__EXERCISE INSTRUCTIONS__
Output all entries exactly; images excluded.

__Stored dataset items__
- - - - -
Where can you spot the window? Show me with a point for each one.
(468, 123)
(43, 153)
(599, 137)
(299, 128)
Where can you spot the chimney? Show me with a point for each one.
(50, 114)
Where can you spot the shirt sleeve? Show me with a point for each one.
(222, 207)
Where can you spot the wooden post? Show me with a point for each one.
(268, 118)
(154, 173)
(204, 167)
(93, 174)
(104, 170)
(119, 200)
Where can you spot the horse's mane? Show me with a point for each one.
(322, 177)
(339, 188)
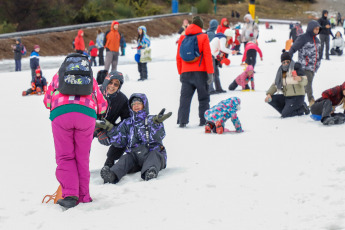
- - - - -
__OUTPUT BELOW__
Where can you spot the window? Show me with a point for each one.
(468, 123)
(43, 153)
(599, 137)
(299, 128)
Where can you spot the chimney? Show me with a point for each one.
(50, 114)
Where can you spot the shirt sleeve? Show me with a point for each one.
(222, 207)
Where can you spot the wooden post? Show me with a point for each one.
(268, 118)
(154, 173)
(204, 167)
(93, 174)
(104, 170)
(119, 200)
Where can you spot the horse's mane? Show me with a point for each one.
(322, 177)
(339, 188)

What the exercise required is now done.